- [THE TASK]
Count the lines in the records below that contain the word "spire", and give only that count.
*****
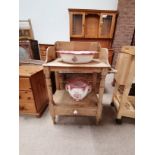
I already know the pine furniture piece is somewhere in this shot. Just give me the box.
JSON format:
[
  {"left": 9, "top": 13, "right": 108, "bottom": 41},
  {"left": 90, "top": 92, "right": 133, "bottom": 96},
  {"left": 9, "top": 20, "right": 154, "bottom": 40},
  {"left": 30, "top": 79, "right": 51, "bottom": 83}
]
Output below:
[
  {"left": 19, "top": 19, "right": 34, "bottom": 40},
  {"left": 68, "top": 9, "right": 118, "bottom": 64},
  {"left": 112, "top": 46, "right": 135, "bottom": 124},
  {"left": 19, "top": 64, "right": 48, "bottom": 117},
  {"left": 39, "top": 44, "right": 54, "bottom": 61},
  {"left": 43, "top": 41, "right": 111, "bottom": 124}
]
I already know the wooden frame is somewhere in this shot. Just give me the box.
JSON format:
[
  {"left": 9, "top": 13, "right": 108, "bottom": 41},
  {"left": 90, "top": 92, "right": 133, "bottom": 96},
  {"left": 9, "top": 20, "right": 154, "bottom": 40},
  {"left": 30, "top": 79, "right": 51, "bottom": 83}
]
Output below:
[
  {"left": 99, "top": 13, "right": 116, "bottom": 38},
  {"left": 70, "top": 12, "right": 85, "bottom": 38},
  {"left": 112, "top": 46, "right": 135, "bottom": 123}
]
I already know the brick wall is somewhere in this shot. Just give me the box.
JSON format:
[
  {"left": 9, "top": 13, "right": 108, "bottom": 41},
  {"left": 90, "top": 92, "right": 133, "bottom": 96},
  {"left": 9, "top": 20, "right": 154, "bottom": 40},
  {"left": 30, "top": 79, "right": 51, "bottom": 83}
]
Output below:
[{"left": 112, "top": 0, "right": 135, "bottom": 67}]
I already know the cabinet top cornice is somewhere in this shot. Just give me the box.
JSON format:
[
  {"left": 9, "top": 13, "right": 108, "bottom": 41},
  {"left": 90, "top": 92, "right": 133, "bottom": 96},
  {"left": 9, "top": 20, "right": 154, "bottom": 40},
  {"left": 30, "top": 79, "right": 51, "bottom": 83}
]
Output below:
[{"left": 68, "top": 8, "right": 118, "bottom": 14}]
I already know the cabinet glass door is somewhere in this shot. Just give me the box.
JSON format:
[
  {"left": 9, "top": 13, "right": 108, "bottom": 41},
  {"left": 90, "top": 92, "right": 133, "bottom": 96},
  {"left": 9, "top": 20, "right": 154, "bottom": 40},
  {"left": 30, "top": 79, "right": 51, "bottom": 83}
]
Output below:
[
  {"left": 99, "top": 14, "right": 115, "bottom": 38},
  {"left": 70, "top": 13, "right": 85, "bottom": 37}
]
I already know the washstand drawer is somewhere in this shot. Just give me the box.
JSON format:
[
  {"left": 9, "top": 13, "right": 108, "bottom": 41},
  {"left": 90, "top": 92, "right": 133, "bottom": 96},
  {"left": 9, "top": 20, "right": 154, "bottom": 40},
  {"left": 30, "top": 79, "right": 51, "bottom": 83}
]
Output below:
[
  {"left": 19, "top": 78, "right": 31, "bottom": 90},
  {"left": 54, "top": 106, "right": 97, "bottom": 116}
]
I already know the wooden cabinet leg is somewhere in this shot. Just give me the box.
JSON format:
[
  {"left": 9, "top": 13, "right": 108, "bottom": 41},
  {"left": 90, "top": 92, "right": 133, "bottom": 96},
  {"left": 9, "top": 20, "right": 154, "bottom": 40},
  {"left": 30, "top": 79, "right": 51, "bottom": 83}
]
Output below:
[
  {"left": 116, "top": 110, "right": 123, "bottom": 124},
  {"left": 48, "top": 102, "right": 56, "bottom": 124}
]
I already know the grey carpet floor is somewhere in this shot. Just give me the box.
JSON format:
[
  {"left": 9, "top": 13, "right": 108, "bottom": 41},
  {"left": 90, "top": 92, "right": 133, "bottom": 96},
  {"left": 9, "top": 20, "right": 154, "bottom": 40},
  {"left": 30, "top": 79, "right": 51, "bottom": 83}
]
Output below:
[{"left": 19, "top": 74, "right": 135, "bottom": 155}]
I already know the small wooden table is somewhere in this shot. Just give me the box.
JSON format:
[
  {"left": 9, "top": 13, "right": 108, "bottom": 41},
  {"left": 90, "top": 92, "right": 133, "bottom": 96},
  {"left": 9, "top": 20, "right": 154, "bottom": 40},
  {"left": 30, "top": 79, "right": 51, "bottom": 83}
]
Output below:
[{"left": 43, "top": 58, "right": 110, "bottom": 124}]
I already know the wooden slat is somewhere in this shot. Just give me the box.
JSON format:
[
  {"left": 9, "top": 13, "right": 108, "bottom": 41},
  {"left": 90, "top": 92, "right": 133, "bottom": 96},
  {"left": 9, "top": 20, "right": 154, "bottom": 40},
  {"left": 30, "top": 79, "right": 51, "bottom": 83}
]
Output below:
[{"left": 110, "top": 14, "right": 116, "bottom": 38}]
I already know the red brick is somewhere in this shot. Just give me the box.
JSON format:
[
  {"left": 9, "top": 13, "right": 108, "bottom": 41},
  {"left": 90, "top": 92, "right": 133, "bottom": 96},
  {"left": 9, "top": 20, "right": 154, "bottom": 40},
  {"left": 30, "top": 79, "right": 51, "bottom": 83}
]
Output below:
[{"left": 112, "top": 0, "right": 135, "bottom": 67}]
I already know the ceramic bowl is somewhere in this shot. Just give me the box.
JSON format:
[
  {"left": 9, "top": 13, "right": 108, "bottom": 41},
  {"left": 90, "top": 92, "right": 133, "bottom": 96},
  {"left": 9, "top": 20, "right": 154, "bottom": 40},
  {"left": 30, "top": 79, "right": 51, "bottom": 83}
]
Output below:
[
  {"left": 57, "top": 51, "right": 97, "bottom": 63},
  {"left": 65, "top": 77, "right": 92, "bottom": 101}
]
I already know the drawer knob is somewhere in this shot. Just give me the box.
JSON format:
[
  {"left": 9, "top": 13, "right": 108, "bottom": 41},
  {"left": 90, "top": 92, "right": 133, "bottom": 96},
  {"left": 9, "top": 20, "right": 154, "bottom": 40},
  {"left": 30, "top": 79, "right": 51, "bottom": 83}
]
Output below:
[
  {"left": 73, "top": 110, "right": 78, "bottom": 115},
  {"left": 19, "top": 106, "right": 25, "bottom": 110}
]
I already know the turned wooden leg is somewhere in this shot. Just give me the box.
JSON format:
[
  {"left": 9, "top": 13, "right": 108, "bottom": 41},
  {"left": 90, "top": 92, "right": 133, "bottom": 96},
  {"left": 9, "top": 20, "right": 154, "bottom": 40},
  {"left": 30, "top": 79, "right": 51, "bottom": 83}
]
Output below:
[
  {"left": 112, "top": 79, "right": 116, "bottom": 87},
  {"left": 44, "top": 66, "right": 56, "bottom": 124},
  {"left": 96, "top": 116, "right": 101, "bottom": 125},
  {"left": 52, "top": 116, "right": 56, "bottom": 124},
  {"left": 92, "top": 73, "right": 97, "bottom": 93},
  {"left": 96, "top": 70, "right": 107, "bottom": 124},
  {"left": 111, "top": 82, "right": 119, "bottom": 108}
]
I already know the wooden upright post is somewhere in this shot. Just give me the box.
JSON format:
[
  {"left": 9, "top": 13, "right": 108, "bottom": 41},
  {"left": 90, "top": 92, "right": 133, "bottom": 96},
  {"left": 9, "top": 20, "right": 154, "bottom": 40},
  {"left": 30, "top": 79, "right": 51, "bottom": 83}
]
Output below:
[{"left": 43, "top": 66, "right": 55, "bottom": 124}]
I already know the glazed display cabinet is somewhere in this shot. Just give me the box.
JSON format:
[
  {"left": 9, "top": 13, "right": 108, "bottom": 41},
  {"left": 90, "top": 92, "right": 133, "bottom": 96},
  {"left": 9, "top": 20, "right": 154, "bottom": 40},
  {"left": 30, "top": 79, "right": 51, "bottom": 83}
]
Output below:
[{"left": 69, "top": 9, "right": 118, "bottom": 64}]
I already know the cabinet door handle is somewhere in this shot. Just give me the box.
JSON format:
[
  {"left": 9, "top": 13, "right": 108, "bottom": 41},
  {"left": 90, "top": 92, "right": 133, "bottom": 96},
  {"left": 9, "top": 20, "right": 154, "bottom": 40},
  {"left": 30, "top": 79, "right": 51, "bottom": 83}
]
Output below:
[{"left": 73, "top": 110, "right": 78, "bottom": 115}]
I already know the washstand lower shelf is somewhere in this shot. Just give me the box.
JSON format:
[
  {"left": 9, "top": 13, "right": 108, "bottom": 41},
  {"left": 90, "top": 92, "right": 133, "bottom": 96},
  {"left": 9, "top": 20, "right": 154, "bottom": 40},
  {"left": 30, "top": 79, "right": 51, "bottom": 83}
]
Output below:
[{"left": 53, "top": 90, "right": 98, "bottom": 117}]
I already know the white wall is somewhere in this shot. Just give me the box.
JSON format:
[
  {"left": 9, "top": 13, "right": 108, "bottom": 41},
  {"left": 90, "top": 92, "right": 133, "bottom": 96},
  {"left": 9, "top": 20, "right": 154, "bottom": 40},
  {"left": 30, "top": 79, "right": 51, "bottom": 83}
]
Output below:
[{"left": 19, "top": 0, "right": 118, "bottom": 44}]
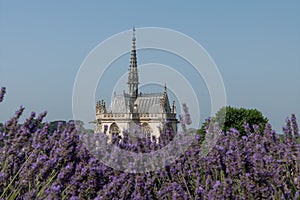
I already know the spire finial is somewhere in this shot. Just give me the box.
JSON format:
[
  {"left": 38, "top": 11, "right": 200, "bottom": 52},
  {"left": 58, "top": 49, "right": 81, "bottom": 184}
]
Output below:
[
  {"left": 132, "top": 26, "right": 136, "bottom": 50},
  {"left": 163, "top": 83, "right": 167, "bottom": 97}
]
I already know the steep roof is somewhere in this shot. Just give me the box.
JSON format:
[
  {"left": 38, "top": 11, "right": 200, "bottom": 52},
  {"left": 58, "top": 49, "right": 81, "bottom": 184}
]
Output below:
[
  {"left": 135, "top": 94, "right": 163, "bottom": 113},
  {"left": 108, "top": 93, "right": 170, "bottom": 114},
  {"left": 108, "top": 94, "right": 130, "bottom": 113}
]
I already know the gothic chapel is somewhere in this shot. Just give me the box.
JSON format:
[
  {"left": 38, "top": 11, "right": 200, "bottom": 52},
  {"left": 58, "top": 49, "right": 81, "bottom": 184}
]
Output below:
[{"left": 95, "top": 28, "right": 178, "bottom": 140}]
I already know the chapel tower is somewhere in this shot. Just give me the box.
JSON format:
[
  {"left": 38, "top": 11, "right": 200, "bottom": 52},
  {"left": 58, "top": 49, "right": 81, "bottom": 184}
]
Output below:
[{"left": 127, "top": 27, "right": 139, "bottom": 98}]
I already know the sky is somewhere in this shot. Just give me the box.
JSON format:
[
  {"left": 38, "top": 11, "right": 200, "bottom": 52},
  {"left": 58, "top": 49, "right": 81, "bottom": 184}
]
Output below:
[{"left": 0, "top": 1, "right": 299, "bottom": 132}]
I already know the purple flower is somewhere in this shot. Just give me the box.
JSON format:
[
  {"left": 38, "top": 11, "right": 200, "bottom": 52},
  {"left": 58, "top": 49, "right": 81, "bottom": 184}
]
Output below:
[
  {"left": 215, "top": 145, "right": 224, "bottom": 151},
  {"left": 51, "top": 184, "right": 61, "bottom": 193},
  {"left": 213, "top": 180, "right": 221, "bottom": 190},
  {"left": 229, "top": 128, "right": 239, "bottom": 136},
  {"left": 182, "top": 103, "right": 192, "bottom": 125},
  {"left": 195, "top": 134, "right": 201, "bottom": 141},
  {"left": 37, "top": 111, "right": 47, "bottom": 122},
  {"left": 291, "top": 114, "right": 299, "bottom": 137},
  {"left": 253, "top": 124, "right": 260, "bottom": 133},
  {"left": 0, "top": 87, "right": 6, "bottom": 102}
]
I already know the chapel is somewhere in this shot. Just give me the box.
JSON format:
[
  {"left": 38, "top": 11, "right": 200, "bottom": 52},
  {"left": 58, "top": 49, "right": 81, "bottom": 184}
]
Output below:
[{"left": 95, "top": 28, "right": 178, "bottom": 140}]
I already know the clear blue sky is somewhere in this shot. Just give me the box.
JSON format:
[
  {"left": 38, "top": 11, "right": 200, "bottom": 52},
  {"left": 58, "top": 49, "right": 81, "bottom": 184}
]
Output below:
[{"left": 0, "top": 1, "right": 299, "bottom": 132}]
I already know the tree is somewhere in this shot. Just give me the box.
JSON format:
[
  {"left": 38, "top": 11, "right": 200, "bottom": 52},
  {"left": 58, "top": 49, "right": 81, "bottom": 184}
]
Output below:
[
  {"left": 198, "top": 106, "right": 268, "bottom": 138},
  {"left": 48, "top": 120, "right": 67, "bottom": 133}
]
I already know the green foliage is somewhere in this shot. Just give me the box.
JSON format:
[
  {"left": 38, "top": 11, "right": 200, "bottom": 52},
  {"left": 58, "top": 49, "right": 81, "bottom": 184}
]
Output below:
[
  {"left": 198, "top": 106, "right": 268, "bottom": 138},
  {"left": 48, "top": 120, "right": 67, "bottom": 133}
]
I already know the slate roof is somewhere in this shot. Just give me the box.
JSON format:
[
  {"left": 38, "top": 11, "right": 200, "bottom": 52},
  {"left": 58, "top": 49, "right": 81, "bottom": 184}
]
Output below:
[{"left": 108, "top": 93, "right": 166, "bottom": 114}]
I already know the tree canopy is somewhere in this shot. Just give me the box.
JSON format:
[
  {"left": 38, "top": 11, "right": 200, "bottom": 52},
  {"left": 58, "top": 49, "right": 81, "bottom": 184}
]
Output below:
[{"left": 198, "top": 106, "right": 268, "bottom": 138}]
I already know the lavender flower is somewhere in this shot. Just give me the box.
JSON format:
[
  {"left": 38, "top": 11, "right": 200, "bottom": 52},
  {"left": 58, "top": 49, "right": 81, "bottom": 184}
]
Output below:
[
  {"left": 0, "top": 87, "right": 6, "bottom": 102},
  {"left": 0, "top": 90, "right": 299, "bottom": 199}
]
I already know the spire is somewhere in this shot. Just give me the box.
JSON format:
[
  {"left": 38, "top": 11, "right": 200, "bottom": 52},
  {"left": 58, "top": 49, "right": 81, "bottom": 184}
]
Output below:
[
  {"left": 128, "top": 27, "right": 139, "bottom": 97},
  {"left": 161, "top": 83, "right": 171, "bottom": 113},
  {"left": 172, "top": 100, "right": 176, "bottom": 114},
  {"left": 163, "top": 83, "right": 167, "bottom": 98}
]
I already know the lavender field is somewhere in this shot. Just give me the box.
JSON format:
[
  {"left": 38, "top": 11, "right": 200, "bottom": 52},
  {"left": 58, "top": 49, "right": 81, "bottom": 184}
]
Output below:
[{"left": 0, "top": 87, "right": 299, "bottom": 199}]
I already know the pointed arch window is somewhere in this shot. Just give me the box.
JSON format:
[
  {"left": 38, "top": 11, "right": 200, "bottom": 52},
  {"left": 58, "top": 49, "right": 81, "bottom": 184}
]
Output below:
[
  {"left": 109, "top": 123, "right": 120, "bottom": 137},
  {"left": 142, "top": 123, "right": 152, "bottom": 138}
]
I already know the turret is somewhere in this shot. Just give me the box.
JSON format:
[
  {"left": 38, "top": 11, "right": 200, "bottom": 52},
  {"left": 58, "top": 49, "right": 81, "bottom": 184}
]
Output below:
[
  {"left": 172, "top": 100, "right": 176, "bottom": 114},
  {"left": 96, "top": 100, "right": 107, "bottom": 114}
]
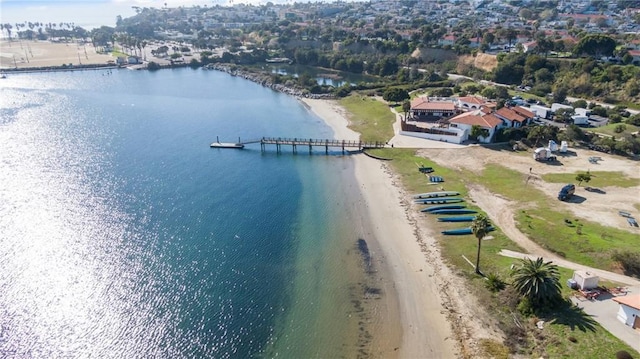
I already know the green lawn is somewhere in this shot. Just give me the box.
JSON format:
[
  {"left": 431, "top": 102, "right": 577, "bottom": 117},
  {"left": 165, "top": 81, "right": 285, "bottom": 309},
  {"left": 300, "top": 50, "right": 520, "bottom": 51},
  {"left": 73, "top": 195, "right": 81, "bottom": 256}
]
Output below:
[
  {"left": 339, "top": 95, "right": 396, "bottom": 143},
  {"left": 542, "top": 171, "right": 640, "bottom": 188},
  {"left": 587, "top": 123, "right": 640, "bottom": 137}
]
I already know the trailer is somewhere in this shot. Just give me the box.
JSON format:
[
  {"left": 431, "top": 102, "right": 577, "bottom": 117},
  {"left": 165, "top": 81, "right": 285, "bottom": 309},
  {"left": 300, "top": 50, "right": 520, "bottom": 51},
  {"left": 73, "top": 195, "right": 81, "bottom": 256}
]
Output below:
[
  {"left": 533, "top": 147, "right": 556, "bottom": 162},
  {"left": 572, "top": 115, "right": 590, "bottom": 126},
  {"left": 530, "top": 104, "right": 552, "bottom": 119}
]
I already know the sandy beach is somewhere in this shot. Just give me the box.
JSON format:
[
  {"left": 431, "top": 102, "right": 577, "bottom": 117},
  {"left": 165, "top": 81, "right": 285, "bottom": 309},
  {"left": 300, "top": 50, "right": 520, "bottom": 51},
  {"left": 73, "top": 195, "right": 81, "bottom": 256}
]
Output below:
[
  {"left": 302, "top": 98, "right": 466, "bottom": 357},
  {"left": 0, "top": 40, "right": 114, "bottom": 69}
]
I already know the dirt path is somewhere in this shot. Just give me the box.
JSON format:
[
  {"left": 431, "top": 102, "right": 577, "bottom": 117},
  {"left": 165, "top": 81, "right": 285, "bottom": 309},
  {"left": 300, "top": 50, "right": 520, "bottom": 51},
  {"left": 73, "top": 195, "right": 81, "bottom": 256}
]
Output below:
[{"left": 468, "top": 184, "right": 640, "bottom": 286}]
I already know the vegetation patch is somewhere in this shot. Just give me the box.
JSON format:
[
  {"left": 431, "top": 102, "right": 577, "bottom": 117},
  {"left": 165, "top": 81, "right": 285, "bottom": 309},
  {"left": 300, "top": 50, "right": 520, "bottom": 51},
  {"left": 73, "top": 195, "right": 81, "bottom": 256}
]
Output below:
[
  {"left": 588, "top": 123, "right": 640, "bottom": 138},
  {"left": 339, "top": 95, "right": 395, "bottom": 143},
  {"left": 542, "top": 171, "right": 640, "bottom": 188}
]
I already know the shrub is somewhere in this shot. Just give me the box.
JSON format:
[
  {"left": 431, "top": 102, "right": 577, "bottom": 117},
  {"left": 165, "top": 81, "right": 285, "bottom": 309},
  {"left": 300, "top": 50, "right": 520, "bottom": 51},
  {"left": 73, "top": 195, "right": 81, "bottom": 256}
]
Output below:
[
  {"left": 612, "top": 251, "right": 640, "bottom": 276},
  {"left": 615, "top": 350, "right": 634, "bottom": 359},
  {"left": 517, "top": 297, "right": 536, "bottom": 316},
  {"left": 614, "top": 124, "right": 627, "bottom": 133},
  {"left": 485, "top": 272, "right": 507, "bottom": 292},
  {"left": 147, "top": 61, "right": 160, "bottom": 71}
]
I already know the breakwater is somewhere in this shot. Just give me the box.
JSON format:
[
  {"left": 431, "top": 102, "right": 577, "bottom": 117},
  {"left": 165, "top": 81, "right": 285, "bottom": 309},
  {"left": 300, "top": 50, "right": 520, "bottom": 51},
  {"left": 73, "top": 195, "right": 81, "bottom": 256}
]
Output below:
[{"left": 205, "top": 63, "right": 334, "bottom": 99}]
*****
- [OUTPUT OF THE EXERCISE]
2